==== Provided entries

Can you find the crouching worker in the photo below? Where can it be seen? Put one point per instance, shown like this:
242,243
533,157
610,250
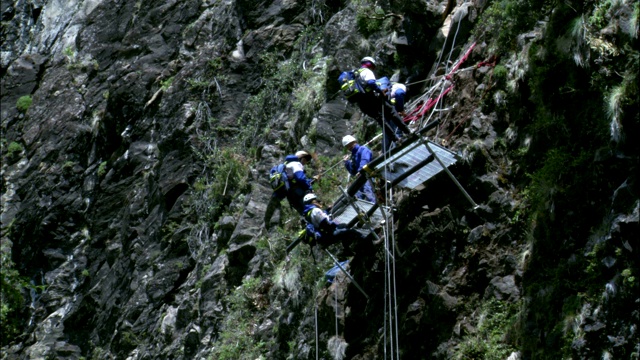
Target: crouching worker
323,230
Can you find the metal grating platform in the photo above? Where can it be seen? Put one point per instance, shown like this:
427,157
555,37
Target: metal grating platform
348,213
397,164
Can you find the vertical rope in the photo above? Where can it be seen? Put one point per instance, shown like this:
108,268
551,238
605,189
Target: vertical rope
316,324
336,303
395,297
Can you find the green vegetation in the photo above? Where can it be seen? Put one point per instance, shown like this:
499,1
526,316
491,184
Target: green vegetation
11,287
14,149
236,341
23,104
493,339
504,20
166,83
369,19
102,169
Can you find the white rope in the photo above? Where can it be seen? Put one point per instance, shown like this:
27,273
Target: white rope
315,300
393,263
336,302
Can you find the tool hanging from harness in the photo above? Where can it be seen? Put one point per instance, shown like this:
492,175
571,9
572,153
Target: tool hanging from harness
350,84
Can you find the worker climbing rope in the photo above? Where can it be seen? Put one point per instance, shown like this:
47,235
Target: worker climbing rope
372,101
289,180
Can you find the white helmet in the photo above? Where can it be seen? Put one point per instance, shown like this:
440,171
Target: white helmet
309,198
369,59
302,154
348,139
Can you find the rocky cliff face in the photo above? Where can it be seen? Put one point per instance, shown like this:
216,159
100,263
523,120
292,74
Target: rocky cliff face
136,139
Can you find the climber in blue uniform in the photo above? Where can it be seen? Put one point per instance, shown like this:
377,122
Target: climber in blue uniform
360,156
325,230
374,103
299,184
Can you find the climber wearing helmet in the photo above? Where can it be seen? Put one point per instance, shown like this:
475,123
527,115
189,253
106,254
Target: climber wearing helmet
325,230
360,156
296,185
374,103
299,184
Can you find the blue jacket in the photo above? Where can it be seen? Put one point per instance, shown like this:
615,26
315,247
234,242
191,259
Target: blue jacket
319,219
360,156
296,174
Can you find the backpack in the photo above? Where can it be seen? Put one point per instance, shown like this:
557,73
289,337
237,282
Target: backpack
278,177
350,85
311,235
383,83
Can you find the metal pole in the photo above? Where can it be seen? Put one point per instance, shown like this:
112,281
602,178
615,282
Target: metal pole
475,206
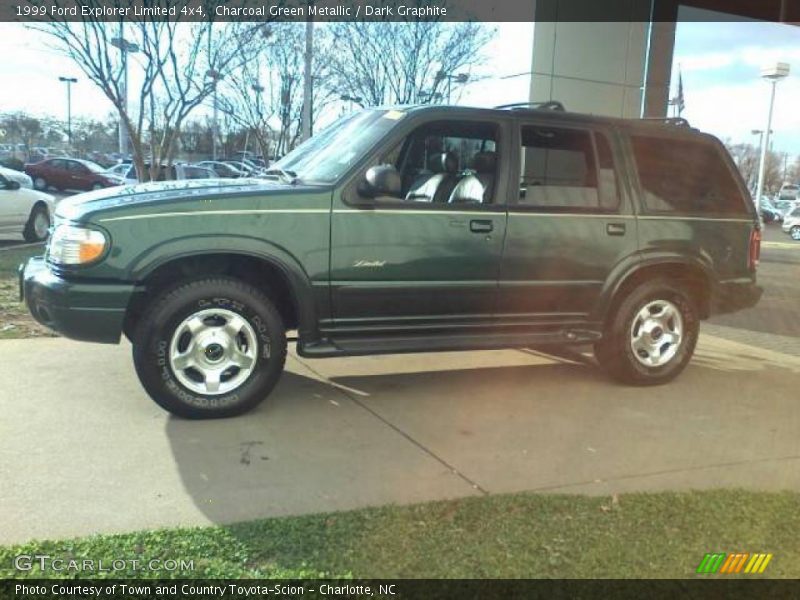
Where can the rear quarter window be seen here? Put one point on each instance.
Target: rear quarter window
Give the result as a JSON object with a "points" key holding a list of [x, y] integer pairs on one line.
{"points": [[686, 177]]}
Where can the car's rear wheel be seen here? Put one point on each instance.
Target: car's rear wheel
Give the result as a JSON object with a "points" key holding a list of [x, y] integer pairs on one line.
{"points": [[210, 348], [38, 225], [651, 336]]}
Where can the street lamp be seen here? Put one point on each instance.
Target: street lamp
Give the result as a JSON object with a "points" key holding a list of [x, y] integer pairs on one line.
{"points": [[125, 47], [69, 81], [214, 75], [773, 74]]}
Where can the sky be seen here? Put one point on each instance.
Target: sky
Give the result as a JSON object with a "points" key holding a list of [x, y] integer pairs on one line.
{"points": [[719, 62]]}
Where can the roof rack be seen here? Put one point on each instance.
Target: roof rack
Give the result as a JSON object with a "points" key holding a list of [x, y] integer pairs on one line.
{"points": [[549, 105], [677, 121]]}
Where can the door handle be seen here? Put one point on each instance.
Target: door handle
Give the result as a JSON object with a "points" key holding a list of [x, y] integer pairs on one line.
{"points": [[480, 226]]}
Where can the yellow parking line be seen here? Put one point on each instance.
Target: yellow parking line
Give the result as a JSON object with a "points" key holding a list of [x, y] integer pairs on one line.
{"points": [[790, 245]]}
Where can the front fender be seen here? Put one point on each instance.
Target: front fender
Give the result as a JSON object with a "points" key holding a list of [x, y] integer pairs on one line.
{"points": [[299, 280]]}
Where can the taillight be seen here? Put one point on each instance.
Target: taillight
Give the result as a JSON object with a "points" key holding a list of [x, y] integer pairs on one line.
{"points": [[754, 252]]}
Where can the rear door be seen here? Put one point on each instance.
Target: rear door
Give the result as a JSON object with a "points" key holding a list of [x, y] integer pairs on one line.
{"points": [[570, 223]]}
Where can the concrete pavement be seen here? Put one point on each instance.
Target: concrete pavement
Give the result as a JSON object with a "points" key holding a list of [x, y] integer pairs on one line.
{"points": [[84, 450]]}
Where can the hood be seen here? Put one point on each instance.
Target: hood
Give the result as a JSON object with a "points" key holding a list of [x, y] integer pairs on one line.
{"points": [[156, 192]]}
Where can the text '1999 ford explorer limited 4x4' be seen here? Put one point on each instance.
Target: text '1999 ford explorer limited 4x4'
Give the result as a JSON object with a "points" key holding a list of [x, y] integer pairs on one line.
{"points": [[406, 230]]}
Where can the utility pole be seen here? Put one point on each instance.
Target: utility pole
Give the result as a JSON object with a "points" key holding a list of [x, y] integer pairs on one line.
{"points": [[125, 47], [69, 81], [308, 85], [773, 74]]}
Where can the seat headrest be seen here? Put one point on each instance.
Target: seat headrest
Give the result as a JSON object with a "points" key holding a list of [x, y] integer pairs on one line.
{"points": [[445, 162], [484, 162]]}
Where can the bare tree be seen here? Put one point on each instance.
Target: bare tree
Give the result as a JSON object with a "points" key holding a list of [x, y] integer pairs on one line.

========

__Objective__: Recast the lines above, from the one containing "Where can the bare" through the last line, as a Markdown table with the columns Number and Text, one row per line. Leave out any blank lines.

__Correct response__:
| Number | Text |
|---|---|
| 1 | Where can the bare tree be seen here? Put one point on each instance. |
| 2 | Target: bare tree |
| 3 | Give the result as a JSON object with a "points" key holding a list of [x, y] integer pairs on one line. |